» Vorliegender Text:
::::
Details
Ohne Zweifel ist der MAQ eine “graue Maus”. Great River versucht sich erst gar nicht an modernen oder Retro-Designs, sondern übt sich lieber in schlichtem Gebrauchsdesign. Die Aussage “uns ist der Klang eben wichtiger als sonstiger Schnickschnack” kann man den Amerikanern beim Anblick des mehr nach “Mixing-EQ” denn nach “Mastering-EQ” aussehenden Gerätes getrost in den Mund legen, allerdings muss sich in der Praxis zeigen, ob die geringe Höhe von zwei HE der Arbeitsergonomie nicht abträglich ist.
Auf der Vorderseite prangt rechts das schlichte Logo des Herstellers mit einem stilisierten Fluss, ganz links hingegen ist außer der Produktbezeichnung MAQ-2NV noch “Mercenary Edition” zu lesen. Dies bedeutet nicht, dass man dieses Gerät nur als Söldner (engl. “mercenary”) erwerben kann; auch mit Kriegsverherrlichung hat das nichts zu tun: Mercenary ist ein Pro-Audio-Store in Boston, der zwar etwas albern auftritt, aber ausgewählte Produkte vertreibt und sich unter anderem dadurch auszeichnet, dass er eng mit einigen Herstellern kooperiert. Gemeinsam werden Produkte verbessert oder sogar komplett entwickelt.
Mittig auf der Frontplatte ist weiterhin zu lesen, um was für eine Gattung es sich handelt. Logischerweise steht dort nicht “Steuerung für die Zentralheizung” oder “Fahrkartenautomat”, sondern “Stereo Mastering Equalizer”. Links und rechts dieser Bezeichnung liegen die natürlich identisch angeordneten Bedienelemente für beide Kanäle. Ganz rechts hat man zudem die Möglichkeit, über einen blau beleuchteten Taster die “Link”-Funktion zur Koppelung der Kanäle zu aktivieren. Der Link verknüpft die Aktivierung des gesamten EQs, einzelner Bänder, die Auswahl des Q-Faktors und der Centerfrequenz, nicht aber des Gains! Die ungelinkt getätigten Q- und Bypass-Einstellungen des rechten Slave-Kanals “merkt” sich der MAQ, was wirklich praktisch ist. Ein Blick in das Innere des Equalizers zeigt, dass es für den linken und rechten Kanal zwei getrennte und weit voneinander entfernte Platinen gibt. Ein gutes Zeichen!
Immerhin hat man nicht vergessen, dem Entzerrer einen “Power”-Schalter zu spendieren, aber für eine Statusmeldung per LED hat es offensichtlich nicht gereicht. Es ist zwar unverständlich, aber wenn das Gerät angeschaltet, aber alle Bänder auf Bypass gestellt sind und auch Link deaktiviert ist, bleibt es komplett duster. Angesichts dessen wird mein Gesichtsausdruck genauso duster und im Comic-Paralleluniversum schwebt mir jetzt sicherlich ein großes Fragezeichen über dem Kopf.
::::
» Vorliegende Einträge:

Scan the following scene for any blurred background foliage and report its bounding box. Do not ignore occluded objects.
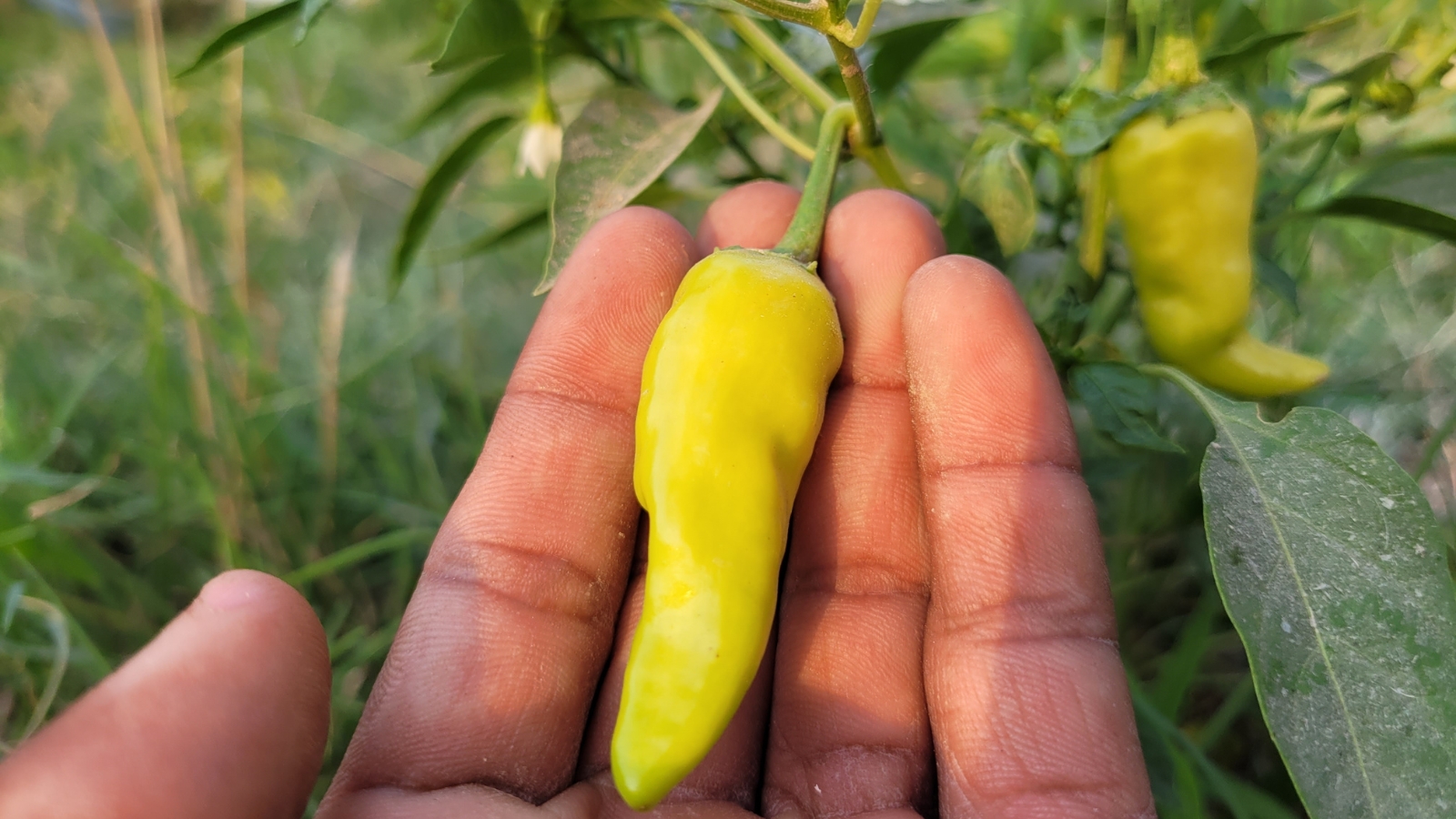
[0,0,1456,816]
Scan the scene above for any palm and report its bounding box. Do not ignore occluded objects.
[0,184,1152,819]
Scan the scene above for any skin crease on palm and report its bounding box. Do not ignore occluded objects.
[0,182,1155,819]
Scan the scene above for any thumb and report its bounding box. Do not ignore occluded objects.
[0,571,329,819]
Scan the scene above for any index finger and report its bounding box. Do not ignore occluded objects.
[905,257,1155,819]
[320,208,696,816]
::::
» Aufgabenstellung:
Prüfe, ob die Aussagen (a), (b) und (c) mit dem Text über den MAQ-Equalizer übereinstimmen, und antworte jeweils mit Ja oder Nein samt den entscheidenden Worten des Textes im genauen Wortlaut.
(a) Die Link-Funktion koppelt auch den Gain der beiden Kanäle.
(b) Mercenary ist ein Pro-Audio-Store in Boston.
(c) Der Power-Schalter zeigt seinen Status per LED an.
Arbeite ausschließlich mit dem Text über den MAQ-Equalizer.

» Lösung:
(a) Nein: „Der Link verknüpft die Aktivierung des gesamten EQs, einzelner Bänder, die Auswahl des Q-Faktors und der Centerfrequenz, nicht aber des Gains!“
(b) Ja: „Mercenary ist ein Pro-Audio-Store in Boston“
(c) Nein: „aber für eine Statusmeldung per LED hat es offensichtlich nicht gereicht.“